SELECTED PASSAGE:
I may possibly have been bailed upon by my partner in Craftster's Christmas in July Stashbuster Swap--either that, or something bad happened to her. Online buddies are probably beyond the last to know when tragedy strikes. I'm very bummed, because my partner was a knitter, and she had a stash of HARRY POTTER HOUSE COLOR YARN!!! Oh, some things are just not fair. I did possibly bring it upon myself, however, due to my intense desire to always be right. You see, I got into a little tiff with the organizer of the swap on account of this rule that when you're involved in a swap, you have to post in the swap forum at least once a week. I suppose it's so the organizer knows you're still alive and crafting, but I think it's a pain to have to have one more weekly chore to remember related to what is supposed to be a fun activity, and, since nobody wants to actually talk in the forum about what they're making, because they want it to be a surprise, the forum conversation tends to be non-crafty, and I really just don't want to be required to post weekly. My counter-argument is that since posting and crafting are two different animals entirely, weekly posting is no sign that you're actually doing your swap work and will send on time. Case in point: I posted maybe once, after I was basically forced to, and I sent early. My partner posted weekly just like she was supposed to, and she's apparently dead in the water. So there.

Anyway, here's what I made for my partner. Her family has six, count 'em six, holiday trees, and I made a set of ornaments for each tree. The littlest kiddo loves to color, so his set is made from crayons melted into heart molds, with an ornament hanger melted into the back of each one:

The little girl's favorite colors are blue, pink, and purple, so I hand-sewed her set out of blue denim, and added pink and purple beads:

I forgot to photograph the other little girl's set, but her favorite color is red, so I made her ornaments all from different red fabrics--faux fur, silk, plaid flannel, felted wool, etc.

Stored items:
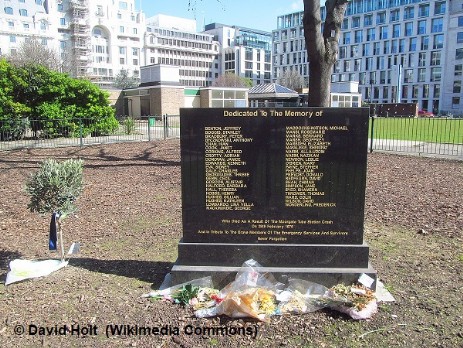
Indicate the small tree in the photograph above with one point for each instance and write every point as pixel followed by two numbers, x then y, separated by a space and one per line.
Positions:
pixel 123 80
pixel 54 189
pixel 322 47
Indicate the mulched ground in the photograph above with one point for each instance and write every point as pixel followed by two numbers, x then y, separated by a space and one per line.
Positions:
pixel 129 224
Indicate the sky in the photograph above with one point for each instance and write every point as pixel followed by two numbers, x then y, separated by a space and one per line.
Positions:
pixel 255 14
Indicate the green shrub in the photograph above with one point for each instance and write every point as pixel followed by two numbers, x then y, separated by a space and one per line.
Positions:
pixel 55 186
pixel 129 126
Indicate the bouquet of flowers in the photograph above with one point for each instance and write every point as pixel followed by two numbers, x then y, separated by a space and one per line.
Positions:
pixel 357 301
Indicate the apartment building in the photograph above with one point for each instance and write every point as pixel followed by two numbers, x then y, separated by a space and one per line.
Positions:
pixel 398 51
pixel 174 41
pixel 97 38
pixel 100 38
pixel 243 51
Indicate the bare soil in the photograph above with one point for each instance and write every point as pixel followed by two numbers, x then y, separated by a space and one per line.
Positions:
pixel 129 224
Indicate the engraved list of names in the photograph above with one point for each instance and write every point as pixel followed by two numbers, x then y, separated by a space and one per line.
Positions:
pixel 224 173
pixel 304 145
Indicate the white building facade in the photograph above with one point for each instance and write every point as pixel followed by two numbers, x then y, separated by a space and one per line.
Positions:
pixel 243 51
pixel 174 41
pixel 100 38
pixel 398 51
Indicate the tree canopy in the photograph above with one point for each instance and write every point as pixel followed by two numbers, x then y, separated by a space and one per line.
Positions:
pixel 44 96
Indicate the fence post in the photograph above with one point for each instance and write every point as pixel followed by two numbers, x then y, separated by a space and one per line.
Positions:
pixel 81 131
pixel 164 125
pixel 372 132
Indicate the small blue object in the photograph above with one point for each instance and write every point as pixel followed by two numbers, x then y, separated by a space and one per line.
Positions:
pixel 52 243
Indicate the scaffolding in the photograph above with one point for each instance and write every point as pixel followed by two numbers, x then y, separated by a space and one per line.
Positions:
pixel 80 36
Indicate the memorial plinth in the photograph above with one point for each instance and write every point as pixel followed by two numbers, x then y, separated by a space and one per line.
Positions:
pixel 285 187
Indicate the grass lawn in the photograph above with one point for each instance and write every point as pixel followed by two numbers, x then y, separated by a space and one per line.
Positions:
pixel 436 130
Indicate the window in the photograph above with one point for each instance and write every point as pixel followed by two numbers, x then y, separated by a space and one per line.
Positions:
pixel 460 37
pixel 436 91
pixel 439 7
pixel 438 41
pixel 457 86
pixel 436 74
pixel 459 70
pixel 123 5
pixel 421 74
pixel 425 91
pixel 409 13
pixel 381 18
pixel 345 24
pixel 423 10
pixel 368 20
pixel 408 76
pixel 346 38
pixel 412 46
pixel 421 27
pixel 383 33
pixel 394 16
pixel 394 46
pixel 371 34
pixel 459 53
pixel 402 45
pixel 435 57
pixel 424 43
pixel 415 90
pixel 422 59
pixel 396 30
pixel 366 49
pixel 408 29
pixel 437 25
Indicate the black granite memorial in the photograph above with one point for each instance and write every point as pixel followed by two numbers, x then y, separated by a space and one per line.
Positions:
pixel 283 186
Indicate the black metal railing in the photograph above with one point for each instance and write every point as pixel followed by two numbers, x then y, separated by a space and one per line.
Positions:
pixel 59 132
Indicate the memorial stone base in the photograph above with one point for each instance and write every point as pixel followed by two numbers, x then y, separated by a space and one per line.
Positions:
pixel 323 264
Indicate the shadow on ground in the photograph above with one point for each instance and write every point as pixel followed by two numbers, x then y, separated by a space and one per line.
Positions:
pixel 148 271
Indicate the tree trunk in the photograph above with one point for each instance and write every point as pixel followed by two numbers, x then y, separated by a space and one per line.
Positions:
pixel 322 48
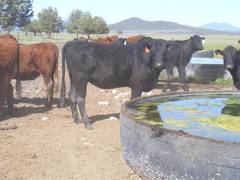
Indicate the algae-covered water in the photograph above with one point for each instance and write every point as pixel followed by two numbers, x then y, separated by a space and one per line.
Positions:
pixel 216 117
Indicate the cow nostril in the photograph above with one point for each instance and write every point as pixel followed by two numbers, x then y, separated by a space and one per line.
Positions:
pixel 229 67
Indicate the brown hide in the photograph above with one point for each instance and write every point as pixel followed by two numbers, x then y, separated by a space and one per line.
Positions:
pixel 8 59
pixel 40 59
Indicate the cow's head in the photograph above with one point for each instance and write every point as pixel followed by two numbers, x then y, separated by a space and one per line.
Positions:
pixel 197 42
pixel 159 48
pixel 154 50
pixel 229 56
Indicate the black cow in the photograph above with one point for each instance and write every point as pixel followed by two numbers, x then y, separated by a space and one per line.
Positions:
pixel 109 66
pixel 231 58
pixel 179 54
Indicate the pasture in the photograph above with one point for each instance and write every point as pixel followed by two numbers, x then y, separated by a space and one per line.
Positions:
pixel 37 143
pixel 212 41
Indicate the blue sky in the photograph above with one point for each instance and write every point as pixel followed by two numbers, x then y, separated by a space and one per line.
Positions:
pixel 188 12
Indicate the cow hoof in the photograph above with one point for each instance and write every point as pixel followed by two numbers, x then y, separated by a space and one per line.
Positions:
pixel 164 90
pixel 186 88
pixel 77 121
pixel 48 105
pixel 61 104
pixel 88 126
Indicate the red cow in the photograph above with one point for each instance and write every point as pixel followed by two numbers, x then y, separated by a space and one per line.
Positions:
pixel 40 59
pixel 9 58
pixel 134 39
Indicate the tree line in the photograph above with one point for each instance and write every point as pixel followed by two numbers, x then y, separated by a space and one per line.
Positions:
pixel 19 13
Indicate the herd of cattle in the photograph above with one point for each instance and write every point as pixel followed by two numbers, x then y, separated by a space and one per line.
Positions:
pixel 134 62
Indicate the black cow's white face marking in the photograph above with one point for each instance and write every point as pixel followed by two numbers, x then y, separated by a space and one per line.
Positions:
pixel 197 42
pixel 228 57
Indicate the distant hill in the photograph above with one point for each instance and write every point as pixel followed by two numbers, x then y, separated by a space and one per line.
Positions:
pixel 221 27
pixel 137 24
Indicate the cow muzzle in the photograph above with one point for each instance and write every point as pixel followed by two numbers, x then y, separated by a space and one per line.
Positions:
pixel 229 66
pixel 158 65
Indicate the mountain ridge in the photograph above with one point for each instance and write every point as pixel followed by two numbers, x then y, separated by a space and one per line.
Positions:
pixel 221 26
pixel 138 24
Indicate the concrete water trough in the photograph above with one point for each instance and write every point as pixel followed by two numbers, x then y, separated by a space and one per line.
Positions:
pixel 183 136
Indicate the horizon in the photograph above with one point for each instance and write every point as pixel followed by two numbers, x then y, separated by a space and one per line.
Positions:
pixel 172 10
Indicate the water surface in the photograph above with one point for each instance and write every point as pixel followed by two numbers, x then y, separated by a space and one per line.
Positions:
pixel 216 117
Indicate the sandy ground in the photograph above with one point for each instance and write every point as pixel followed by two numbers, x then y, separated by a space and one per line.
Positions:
pixel 43 144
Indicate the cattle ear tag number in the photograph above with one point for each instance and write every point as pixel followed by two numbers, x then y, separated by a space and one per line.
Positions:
pixel 146 50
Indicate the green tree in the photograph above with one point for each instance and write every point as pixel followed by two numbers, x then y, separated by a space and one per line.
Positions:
pixel 74 23
pixel 33 27
pixel 93 25
pixel 50 21
pixel 15 13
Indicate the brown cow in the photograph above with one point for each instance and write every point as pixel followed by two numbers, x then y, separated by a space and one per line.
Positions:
pixel 9 58
pixel 108 40
pixel 134 39
pixel 36 59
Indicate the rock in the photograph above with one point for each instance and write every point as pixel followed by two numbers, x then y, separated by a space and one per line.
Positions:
pixel 112 118
pixel 103 103
pixel 114 91
pixel 44 118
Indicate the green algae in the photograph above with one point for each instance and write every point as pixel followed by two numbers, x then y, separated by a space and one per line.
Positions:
pixel 226 122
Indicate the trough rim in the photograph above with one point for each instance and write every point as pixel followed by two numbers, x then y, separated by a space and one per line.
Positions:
pixel 130 113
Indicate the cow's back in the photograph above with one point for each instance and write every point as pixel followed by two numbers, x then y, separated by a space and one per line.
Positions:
pixel 106 66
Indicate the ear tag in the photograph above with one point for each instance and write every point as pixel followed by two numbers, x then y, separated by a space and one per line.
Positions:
pixel 146 50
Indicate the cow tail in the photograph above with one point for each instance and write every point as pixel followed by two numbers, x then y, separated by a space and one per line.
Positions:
pixel 18 78
pixel 56 73
pixel 63 85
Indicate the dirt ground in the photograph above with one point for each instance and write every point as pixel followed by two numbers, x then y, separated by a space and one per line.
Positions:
pixel 43 144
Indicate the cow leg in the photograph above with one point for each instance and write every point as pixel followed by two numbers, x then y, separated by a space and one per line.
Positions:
pixel 170 77
pixel 49 83
pixel 135 93
pixel 183 77
pixel 81 91
pixel 72 95
pixel 10 99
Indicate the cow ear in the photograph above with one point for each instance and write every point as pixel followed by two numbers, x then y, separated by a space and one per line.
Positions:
pixel 218 51
pixel 147 48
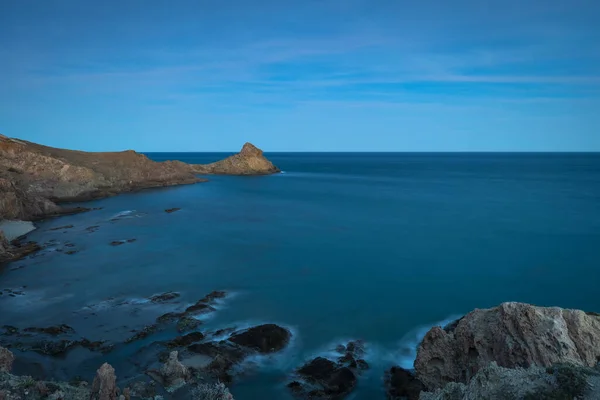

TASK REQUIREMENTS:
1 - List every red fabric that the craft swap post names for the ornaments.
2 - In the listing, copy out everything from the line containing "Indicate the cattle" down through the line containing "pixel 44 118", and nothing else.

ANSWERS FOR THIS EXERCISE:
1 - faux fur, silk, plaid flannel, felted wool

2 -
Indicate the cattle ear tag number in the photograph above with one point for each instance and write every point as pixel followed by two numbers, x then y, separated by a space and one per line.
Positions:
pixel 146 50
Indicate the green tree in the photograph above with one point for each instance and write every point as pixel followed by two numbers, x then y, separated by a space and one per line.
Positions:
pixel 74 23
pixel 33 27
pixel 93 25
pixel 50 21
pixel 15 13
Indicate the brown cow in the photograph above with one point for each instance and write every point as pixel followed by two numbers, x then y, separated by a space and one per line.
Positions:
pixel 9 58
pixel 108 40
pixel 134 39
pixel 36 59
Indicate the rock in the photograph above with one point for each instance and write every point as pixel followed by two numbers, x then y, separated by a space and one per line.
Positions:
pixel 112 118
pixel 103 103
pixel 114 91
pixel 44 118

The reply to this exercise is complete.